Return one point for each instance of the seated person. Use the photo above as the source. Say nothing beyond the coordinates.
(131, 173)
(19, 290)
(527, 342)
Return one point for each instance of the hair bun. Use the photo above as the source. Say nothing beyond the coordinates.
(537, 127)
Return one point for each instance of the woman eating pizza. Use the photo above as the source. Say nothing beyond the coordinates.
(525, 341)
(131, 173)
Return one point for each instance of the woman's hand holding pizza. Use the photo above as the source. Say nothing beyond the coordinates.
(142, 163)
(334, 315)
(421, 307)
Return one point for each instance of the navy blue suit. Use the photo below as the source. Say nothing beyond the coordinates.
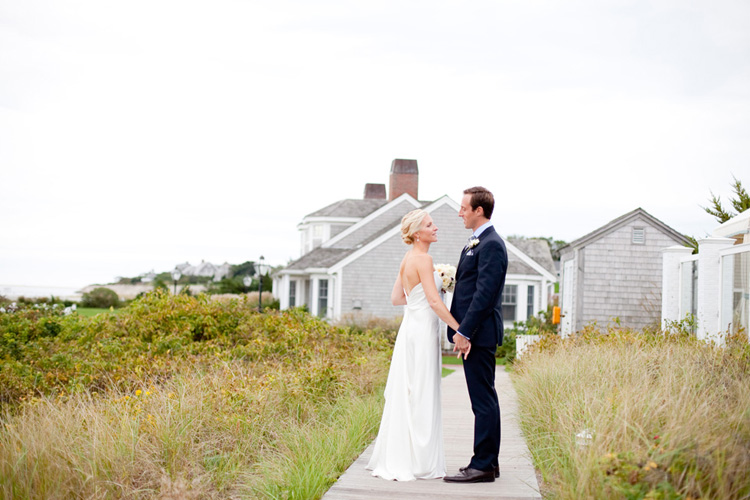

════════

Each record, word for word, should be printed again without its pictures.

**Exercise result**.
Return one point for each instance of the seated person. Use the photo above as the source. Say nothing beyond the coordinates.
(131, 173)
(19, 290)
(527, 342)
Return one point for each instance of the hair bun. Use the photo above as the source. Say nothing beyond the coordinates.
(537, 127)
Return one point for each instance of the woman eating pizza. Use the photo above as the source. Say nothing beyond the coordinates.
(525, 341)
(131, 173)
Return one point for each instance of the woman's hand holding pizza. Use the photo above as the source. Say nothing beyond the coordinates.
(142, 163)
(334, 315)
(421, 307)
Return one point for each instance of the navy blue suit. Use the photo below as the source. Say nothing beyond the coordinates.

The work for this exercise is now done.